__Source passage__.
----------
As you asked for faster, here are some comparisons between the different possible ways presented here and other places.

The results (on my machine) are (ordered ascending):

using_zip         5.630
using_repeat_comp 5.818
using_sum         5.905
using_repeat      6.421
using_pure        6.878

Surprisingly (to me), the zip solution is actually fastest, and the list-comp version of your repeat solution second. I would assume that the "pure" list-comp will be fastest but it was actually the worst. I guess TIL...


There is another result (proposed by @Henry Tjhia):

using_sort        3.219

Significantly better as you can see, but I put it separately as it relies heavily on the above specific example. So if you want to duplicate a list of ascending numbers that would be your best choice.


The code to produce them is:

import timeit
from itertools import repeat

x2 = [[1, 2, 3], [4, 5, 6], [7, 8, 9]]

def using_repeat():
    ls = []
    for i in x2:
        ls.append([x for item in i for x in repeat(item, 3)])
----------
__Dataset extract__.
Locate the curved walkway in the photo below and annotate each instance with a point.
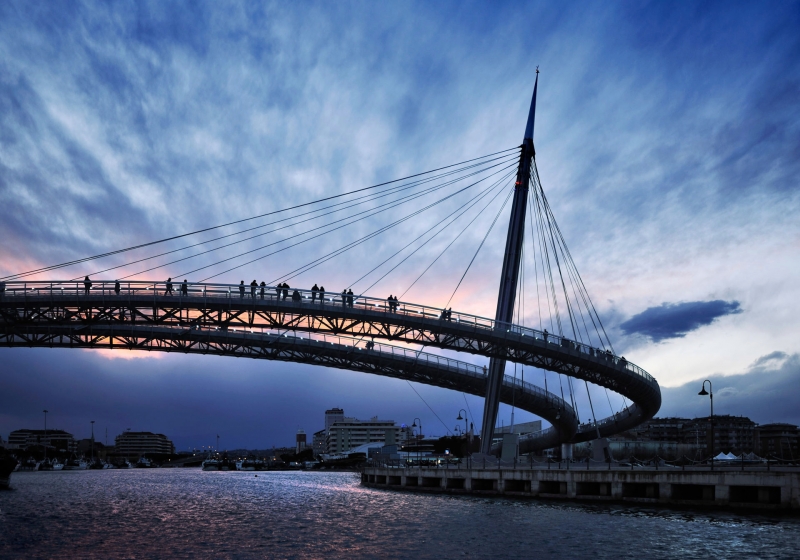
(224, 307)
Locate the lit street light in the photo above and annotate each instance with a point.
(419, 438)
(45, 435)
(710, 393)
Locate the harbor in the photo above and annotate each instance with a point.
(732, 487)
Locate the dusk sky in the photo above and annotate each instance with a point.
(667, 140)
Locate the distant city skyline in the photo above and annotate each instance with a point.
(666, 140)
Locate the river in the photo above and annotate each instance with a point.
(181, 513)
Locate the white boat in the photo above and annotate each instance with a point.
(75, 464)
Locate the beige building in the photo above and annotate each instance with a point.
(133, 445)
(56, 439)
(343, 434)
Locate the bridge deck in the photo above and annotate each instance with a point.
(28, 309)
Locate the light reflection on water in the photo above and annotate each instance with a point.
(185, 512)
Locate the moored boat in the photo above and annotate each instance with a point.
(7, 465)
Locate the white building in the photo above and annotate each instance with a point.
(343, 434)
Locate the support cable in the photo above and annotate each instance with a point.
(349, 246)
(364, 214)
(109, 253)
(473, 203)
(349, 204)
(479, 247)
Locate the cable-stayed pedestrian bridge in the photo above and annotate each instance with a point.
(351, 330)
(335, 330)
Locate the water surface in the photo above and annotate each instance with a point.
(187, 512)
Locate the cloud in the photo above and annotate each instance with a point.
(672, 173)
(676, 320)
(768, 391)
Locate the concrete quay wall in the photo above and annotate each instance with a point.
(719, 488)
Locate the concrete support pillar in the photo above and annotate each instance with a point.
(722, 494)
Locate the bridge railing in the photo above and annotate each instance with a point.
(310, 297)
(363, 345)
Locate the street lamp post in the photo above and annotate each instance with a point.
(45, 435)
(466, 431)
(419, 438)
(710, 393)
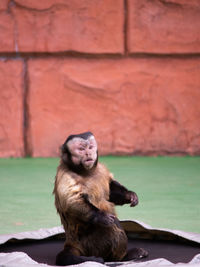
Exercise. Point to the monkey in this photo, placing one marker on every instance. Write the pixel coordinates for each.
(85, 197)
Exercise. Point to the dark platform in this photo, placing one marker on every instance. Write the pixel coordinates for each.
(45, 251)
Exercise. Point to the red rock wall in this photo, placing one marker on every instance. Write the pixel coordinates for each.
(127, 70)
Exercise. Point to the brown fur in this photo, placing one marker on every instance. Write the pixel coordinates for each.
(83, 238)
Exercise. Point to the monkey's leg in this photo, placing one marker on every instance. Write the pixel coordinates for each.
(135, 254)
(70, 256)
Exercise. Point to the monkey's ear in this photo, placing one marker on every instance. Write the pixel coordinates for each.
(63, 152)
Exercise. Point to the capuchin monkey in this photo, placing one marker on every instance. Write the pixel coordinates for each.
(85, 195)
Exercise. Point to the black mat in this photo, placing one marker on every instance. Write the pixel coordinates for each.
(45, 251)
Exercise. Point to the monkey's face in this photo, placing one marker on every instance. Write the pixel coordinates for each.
----------
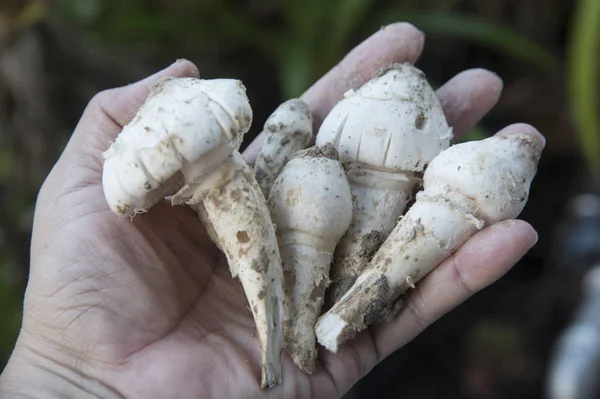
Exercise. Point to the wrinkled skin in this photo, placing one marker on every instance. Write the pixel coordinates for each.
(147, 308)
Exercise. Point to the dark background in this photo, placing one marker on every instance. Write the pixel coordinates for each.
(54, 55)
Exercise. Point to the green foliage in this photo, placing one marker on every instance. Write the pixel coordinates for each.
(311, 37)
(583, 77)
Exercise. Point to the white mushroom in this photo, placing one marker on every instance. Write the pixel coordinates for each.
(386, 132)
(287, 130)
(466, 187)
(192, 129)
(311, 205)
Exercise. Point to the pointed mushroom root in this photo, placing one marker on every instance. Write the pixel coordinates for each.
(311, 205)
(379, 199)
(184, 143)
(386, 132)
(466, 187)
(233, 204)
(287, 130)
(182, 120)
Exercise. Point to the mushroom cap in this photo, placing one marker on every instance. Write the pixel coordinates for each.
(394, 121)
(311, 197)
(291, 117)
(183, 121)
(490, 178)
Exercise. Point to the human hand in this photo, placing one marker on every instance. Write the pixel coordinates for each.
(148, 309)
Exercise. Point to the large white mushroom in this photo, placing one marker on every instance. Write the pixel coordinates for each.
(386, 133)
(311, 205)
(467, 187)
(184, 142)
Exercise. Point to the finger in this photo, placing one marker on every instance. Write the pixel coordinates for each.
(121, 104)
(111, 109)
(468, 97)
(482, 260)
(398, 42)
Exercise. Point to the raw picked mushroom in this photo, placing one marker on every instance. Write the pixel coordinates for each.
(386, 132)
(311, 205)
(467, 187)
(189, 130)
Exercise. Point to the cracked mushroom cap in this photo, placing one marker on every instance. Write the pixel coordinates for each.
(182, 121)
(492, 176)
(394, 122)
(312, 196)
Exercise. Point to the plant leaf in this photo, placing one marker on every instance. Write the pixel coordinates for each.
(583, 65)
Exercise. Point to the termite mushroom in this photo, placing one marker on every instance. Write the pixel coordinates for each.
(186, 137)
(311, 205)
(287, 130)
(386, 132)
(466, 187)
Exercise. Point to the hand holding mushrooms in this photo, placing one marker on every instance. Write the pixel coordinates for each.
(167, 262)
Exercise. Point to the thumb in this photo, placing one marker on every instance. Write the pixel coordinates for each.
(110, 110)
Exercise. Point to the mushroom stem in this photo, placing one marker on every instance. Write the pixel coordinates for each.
----------
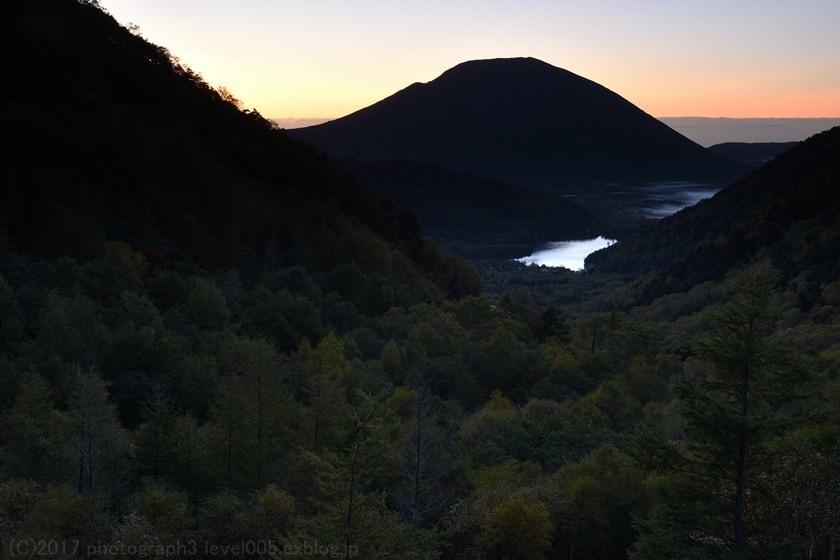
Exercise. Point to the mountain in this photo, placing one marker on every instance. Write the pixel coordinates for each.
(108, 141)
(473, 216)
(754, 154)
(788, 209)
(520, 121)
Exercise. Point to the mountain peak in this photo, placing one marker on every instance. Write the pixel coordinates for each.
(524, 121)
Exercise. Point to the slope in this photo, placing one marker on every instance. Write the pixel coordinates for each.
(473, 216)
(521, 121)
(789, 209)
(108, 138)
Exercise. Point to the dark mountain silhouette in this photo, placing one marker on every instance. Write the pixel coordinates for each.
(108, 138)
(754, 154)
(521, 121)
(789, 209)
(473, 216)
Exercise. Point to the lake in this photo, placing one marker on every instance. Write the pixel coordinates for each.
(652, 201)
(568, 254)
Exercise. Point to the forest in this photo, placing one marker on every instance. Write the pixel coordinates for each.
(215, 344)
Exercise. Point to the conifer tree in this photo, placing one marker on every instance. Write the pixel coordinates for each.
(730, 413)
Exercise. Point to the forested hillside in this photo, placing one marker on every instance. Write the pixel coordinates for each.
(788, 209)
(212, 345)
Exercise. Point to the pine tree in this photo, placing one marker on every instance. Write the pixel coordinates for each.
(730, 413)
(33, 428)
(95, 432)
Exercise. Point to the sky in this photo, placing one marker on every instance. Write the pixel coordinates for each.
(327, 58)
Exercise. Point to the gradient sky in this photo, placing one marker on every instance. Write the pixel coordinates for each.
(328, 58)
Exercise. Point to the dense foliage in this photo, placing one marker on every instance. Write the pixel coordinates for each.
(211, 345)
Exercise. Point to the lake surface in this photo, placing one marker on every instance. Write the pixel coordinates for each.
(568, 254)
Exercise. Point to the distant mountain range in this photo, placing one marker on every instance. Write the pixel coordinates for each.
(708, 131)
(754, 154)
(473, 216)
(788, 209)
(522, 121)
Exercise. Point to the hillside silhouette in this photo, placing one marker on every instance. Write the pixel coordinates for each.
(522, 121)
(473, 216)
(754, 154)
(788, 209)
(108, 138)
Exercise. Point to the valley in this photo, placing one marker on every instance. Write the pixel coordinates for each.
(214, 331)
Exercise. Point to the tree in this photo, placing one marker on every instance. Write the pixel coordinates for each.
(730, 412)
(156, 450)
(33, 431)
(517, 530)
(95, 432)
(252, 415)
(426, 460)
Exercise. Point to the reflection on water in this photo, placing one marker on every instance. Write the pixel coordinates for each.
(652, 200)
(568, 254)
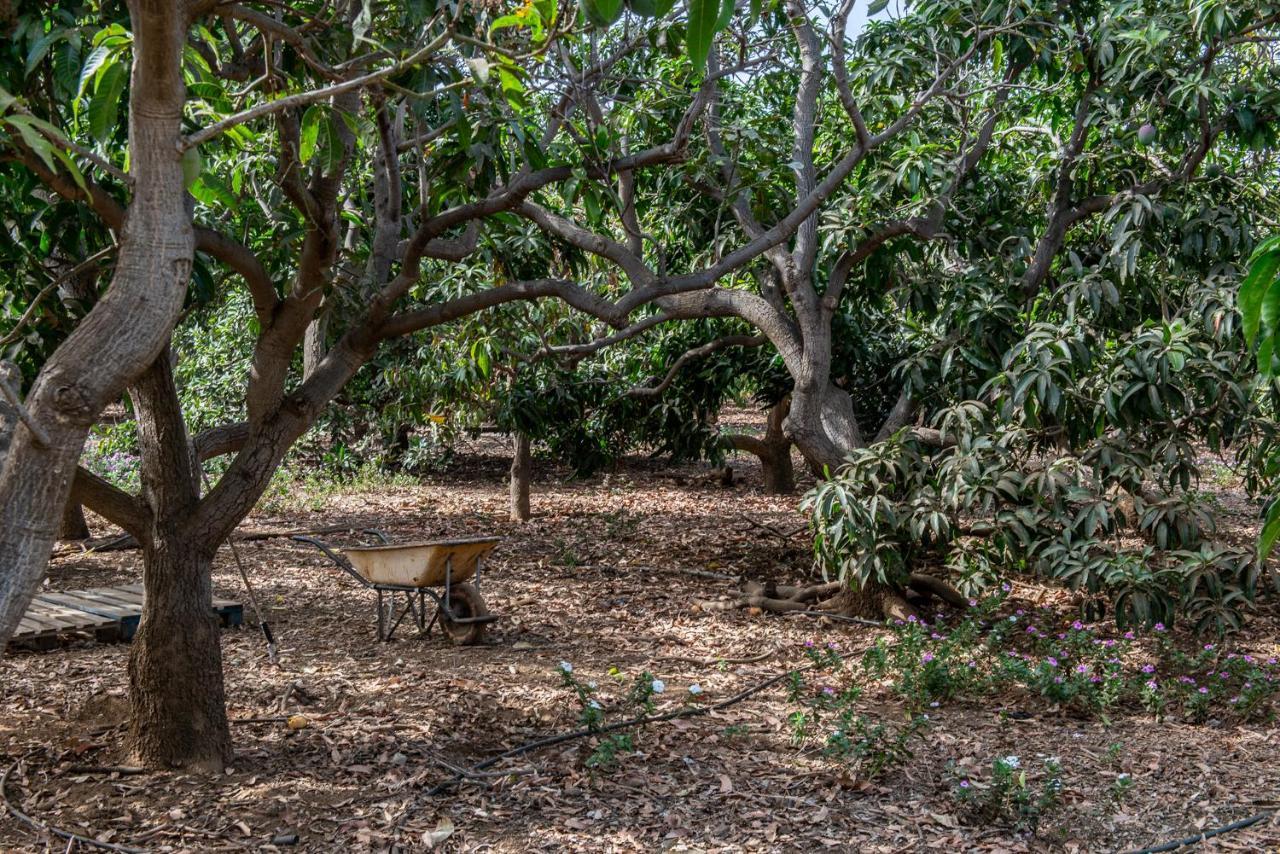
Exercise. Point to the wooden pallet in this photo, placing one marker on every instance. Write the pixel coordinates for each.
----------
__Directive__.
Reproduce the passage on Python timing results from "The results (on" up to and including "I guess TIL...". The listing has nothing to do with the work here.

__Task response__.
The results (on my machine) are (ordered ascending):

using_zip         5.630
using_repeat_comp 5.818
using_sum         5.905
using_repeat      6.421
using_pure        6.878

Surprisingly (to me), the zip solution is actually fastest, and the list-comp version of your repeat solution second. I would assume that the "pure" list-comp will be fastest but it was actually the worst. I guess TIL...